Provided data
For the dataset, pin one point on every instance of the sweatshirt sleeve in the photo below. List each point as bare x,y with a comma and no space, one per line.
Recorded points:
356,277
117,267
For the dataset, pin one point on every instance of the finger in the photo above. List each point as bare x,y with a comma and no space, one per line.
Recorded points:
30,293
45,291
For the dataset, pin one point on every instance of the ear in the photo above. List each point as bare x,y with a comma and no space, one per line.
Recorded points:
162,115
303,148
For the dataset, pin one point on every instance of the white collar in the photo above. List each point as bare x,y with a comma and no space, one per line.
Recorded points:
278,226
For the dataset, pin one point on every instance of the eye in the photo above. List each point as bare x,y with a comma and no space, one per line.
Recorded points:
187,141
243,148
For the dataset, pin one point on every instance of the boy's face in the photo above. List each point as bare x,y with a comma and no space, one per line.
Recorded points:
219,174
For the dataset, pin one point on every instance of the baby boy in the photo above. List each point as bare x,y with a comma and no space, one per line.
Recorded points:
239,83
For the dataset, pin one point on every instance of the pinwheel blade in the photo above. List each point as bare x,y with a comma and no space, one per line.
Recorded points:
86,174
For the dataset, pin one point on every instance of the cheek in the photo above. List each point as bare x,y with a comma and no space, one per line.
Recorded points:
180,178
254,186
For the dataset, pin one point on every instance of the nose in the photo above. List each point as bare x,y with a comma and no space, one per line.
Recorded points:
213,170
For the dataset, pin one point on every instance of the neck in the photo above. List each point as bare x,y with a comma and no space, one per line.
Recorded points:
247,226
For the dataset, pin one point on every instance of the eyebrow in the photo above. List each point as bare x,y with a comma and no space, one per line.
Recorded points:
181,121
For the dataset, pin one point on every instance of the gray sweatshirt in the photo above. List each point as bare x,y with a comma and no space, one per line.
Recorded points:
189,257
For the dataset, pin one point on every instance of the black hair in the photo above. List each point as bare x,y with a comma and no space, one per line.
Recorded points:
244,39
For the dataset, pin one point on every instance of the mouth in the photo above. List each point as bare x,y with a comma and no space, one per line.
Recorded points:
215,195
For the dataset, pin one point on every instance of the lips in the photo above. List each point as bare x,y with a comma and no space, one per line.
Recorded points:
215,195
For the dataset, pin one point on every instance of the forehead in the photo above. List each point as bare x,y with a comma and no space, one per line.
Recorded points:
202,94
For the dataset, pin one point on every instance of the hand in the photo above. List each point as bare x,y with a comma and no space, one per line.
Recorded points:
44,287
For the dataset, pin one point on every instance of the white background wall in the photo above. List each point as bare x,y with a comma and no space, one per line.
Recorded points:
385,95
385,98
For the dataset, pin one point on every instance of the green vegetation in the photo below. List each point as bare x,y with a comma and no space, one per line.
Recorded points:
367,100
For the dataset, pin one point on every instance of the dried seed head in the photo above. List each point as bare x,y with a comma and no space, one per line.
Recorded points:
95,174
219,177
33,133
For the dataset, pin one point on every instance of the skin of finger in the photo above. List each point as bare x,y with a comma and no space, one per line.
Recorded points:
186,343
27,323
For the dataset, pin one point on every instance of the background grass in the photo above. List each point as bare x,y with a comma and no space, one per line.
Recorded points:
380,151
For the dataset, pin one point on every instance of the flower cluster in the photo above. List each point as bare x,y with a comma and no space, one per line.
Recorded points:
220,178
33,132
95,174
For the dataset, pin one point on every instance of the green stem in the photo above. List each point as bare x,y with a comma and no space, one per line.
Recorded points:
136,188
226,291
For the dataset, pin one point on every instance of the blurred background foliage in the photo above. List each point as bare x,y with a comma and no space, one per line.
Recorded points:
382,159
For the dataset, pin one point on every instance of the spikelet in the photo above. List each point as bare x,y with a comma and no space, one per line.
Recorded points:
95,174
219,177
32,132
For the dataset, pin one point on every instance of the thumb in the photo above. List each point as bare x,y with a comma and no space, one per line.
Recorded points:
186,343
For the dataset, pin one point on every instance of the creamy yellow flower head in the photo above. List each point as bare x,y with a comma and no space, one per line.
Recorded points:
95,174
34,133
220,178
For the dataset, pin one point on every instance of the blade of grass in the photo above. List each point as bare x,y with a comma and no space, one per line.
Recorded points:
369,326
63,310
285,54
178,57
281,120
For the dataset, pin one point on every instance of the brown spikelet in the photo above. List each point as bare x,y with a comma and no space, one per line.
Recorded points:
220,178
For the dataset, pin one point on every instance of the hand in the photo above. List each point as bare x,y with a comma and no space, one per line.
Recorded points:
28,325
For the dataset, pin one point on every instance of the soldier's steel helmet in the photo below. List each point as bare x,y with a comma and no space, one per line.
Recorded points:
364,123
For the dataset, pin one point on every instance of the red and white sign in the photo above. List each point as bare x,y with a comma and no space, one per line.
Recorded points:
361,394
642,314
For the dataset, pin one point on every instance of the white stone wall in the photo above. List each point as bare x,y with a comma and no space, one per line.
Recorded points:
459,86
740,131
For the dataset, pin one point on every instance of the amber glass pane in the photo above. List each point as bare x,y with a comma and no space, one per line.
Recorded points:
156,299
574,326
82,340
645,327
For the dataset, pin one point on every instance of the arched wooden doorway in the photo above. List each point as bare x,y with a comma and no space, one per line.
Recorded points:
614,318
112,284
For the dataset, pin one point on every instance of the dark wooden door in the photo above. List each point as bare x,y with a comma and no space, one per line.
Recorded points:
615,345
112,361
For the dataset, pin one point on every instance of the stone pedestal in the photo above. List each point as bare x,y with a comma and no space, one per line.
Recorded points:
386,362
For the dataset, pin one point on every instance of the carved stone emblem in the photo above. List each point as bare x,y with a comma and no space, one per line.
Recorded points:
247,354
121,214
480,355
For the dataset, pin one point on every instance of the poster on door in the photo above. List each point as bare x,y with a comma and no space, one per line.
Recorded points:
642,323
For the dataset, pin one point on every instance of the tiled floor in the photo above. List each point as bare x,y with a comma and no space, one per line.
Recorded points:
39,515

Try it
Copy the listing in full, and keep every word exactly as it is.

Answer to this problem
For the dataset, pin one point on every instance of the sweatshirt sleeve in the photo below. List each point as bare x,y with a comma and no space, one per line.
Recorded points:
356,277
117,267
For the dataset, pin one point on every instance of the finger in the photo above. List each point as bare x,y with a comma and no space, one per line.
Recorded points:
30,293
45,291
For the dataset, pin one point on every instance of the ear in the photo above. List each point as bare x,y with a comma and no space, one per line.
Recorded points:
162,115
303,148
For the dataset, pin one point on every instance of the white collar in the photo above. List each point as bare x,y with a comma and no space, one per line.
Recorded points:
278,226
For the dataset, pin one point on every instance of the eye in the photo above. List each point as bare x,y with a comma and no space, one per line.
Recorded points:
187,141
243,148
For the dataset, pin one point on every instance of the boy's face in the photo above. List each point as bare x,y with a comma and no space, one per line.
Recorded points:
219,174
For the dataset, pin one point on every instance of the baby boy in the photo above. List each point as bare x,y with a comma and no space, one per line.
Recorded points:
239,83
For the dataset, pin one point on every instance of the pinwheel blade in the photo above. List each point as bare x,y with a comma and no space, one per line.
Recorded points:
86,174
For the dataset, pin one point on every instance of the cheek in the photo above. List each point as bare x,y with a comma and no space, one per line.
Recorded points:
180,178
254,186
For the dataset, pin one point on every instance of the nose in the photo above. List each point as bare x,y with a comma and no space, one per line.
Recorded points:
213,170
For the dataset, pin one point on every instance of the neck in the photo above. List each point as bare x,y with a comma and no space, one per line.
Recorded points:
247,226
For the dataset, pin one point on every instance of the eyebrow in the photo above. List each point as bare x,y with a comma and no space, one per line.
Recorded points:
181,121
For the dataset, pin one point on every instance of the gray sweatshirt in the photo above. List each point as bare x,y with a comma and no space, one per line.
Recorded points:
189,257
For the dataset, pin one point on every instance of the black hair in the photo above. List each point as bare x,y with a comma and no space, one per line.
Recorded points:
244,39
For the dataset, pin one point on every instance of the mouth in the photo above. List each point as bare x,y with a comma and no space, one per line.
Recorded points:
215,195
For the dataset, pin one point on every instance of the lips in the photo above. List each point as bare x,y with a comma and no space, one per line.
Recorded points:
215,195
For the dataset, pin one point on every instance of the forehead in the photo above. List each point as bare x,y with a comma and no space, one per line.
Recorded points:
202,94
For the dataset, pin one point on every instance of the hand in the photo above. List each point as bare x,y with a comma and no space, one per line.
Recorded points:
44,287
For the dataset, pin one point on every instance of the white background wall in the photo above. List each point as bare x,y with a comma and no space, one per line.
Recorded points:
385,95
385,98
For the dataset, pin one point on every instance of the green vegetation in the photo below. List each point as bare x,y with a comma and no space, one per line.
Recorded points:
367,100
For the dataset, pin one point on every instance of the dried seed head in the photo above. List each point as bare x,y with a comma and no space, one per line.
Recorded points:
95,174
219,177
33,133
For the dataset, pin one point on every instance of the skin of finger in the photo above. List each point as bare x,y with a comma and no space, one per line.
Recorded points:
186,343
27,323
For the dataset, pin one point on every instance of the background grass in the photo above. List each point as bare x,y with a comma and no space, one per line.
Recorded points:
380,151
For the dataset, pin one point on every instance of the flower cluster in the photo above. List each point as bare x,y with a comma and no space, one per line.
Recorded points:
220,178
33,132
95,174
For the dataset, pin one point on every instance of the green stem in the photo above. List each point as bare x,y with a comma and no space, one per line.
Recorded points:
136,188
226,291
For the dataset, pin one point on every instance of the blurred background foliage in the photo above. List each point as bare x,y with a comma and no space, one per line.
Recorded points:
382,159
For the dataset, pin one point on every instance of the spikelet in the photo above. List each point as bare x,y with a comma and no space, one per line.
Recorded points:
95,174
219,177
32,132
For the dataset, pin one point on every instance of the thumb in the photo above. List each point as bare x,y with a comma and no space, one per line.
Recorded points:
186,343
For the dataset, pin one point on every instance of the creamy yellow flower head in the photo above. List each point as bare x,y with a comma and no space, one per line.
Recorded points:
95,174
34,133
220,178
For the dataset, pin one point on every instance of the blade of grass in the photo above. List each point as bare x,y with a comma and no space, one per line.
Recorded points:
369,326
63,310
285,54
178,57
281,120
For the dataset, pin one point on every instance of the brown spikelet in the photo above. List each point as bare x,y with a comma and no space, one per line.
Recorded points:
220,178
For the dataset, pin one point on every instance of the hand in the photo above. List each point as bare x,y with a comma and no space, one per line.
Recorded points:
28,325
For the dataset, pin one point on every instance of the soldier's steel helmet in the photo below. List each point as bare x,y with a comma and no space, one per line.
Recorded points:
364,123
For the dataset, pin one point on every instance of the red and white sign in the photo above. List each point as bare x,y with a comma and no space, one per line.
Recorded points:
361,394
642,314
For the dataset, pin one point on every instance of the white stone wall in the photo above. List each point as bare x,y with a comma and no space, one per line.
Recorded points:
459,86
740,131
For the dataset, pin one point on every instance of the amber glass pane in the photo above. List each point as bare x,y with a comma and no space, one per line.
Recorded points:
156,299
574,326
82,340
645,327
For the dataset, pin one point on every instance of the arched wooden doorway in the photo above. List each point as bare x,y with a comma and no space, one per line.
Recorded points:
614,318
112,284
For the dataset, pin one point on every instance of the dark wooden door in the photo above. List each point as bare x,y with a comma and no space, one per line.
Recorded points:
615,345
112,361
For the dataset, pin one point on every instance of the stone pedestal in the photo above. List each point as bare x,y with a comma and no space, one per line.
Recorded points:
386,362
For the dataset, pin one point on every instance of the carved stone emblem in the photo above. List each point as bare x,y with a comma and no space, one per line.
Recorded points:
247,354
121,214
480,355
For the dataset, pin one point on every instance of the poster on door in the photo above. List each point as bare x,y with a comma and no space, one per line.
Recorded points:
642,323
For the dataset, pin one point on every instance of the tiled floor in the photo above. List each point as bare x,y with a comma and no space, one per line.
Recorded points:
39,515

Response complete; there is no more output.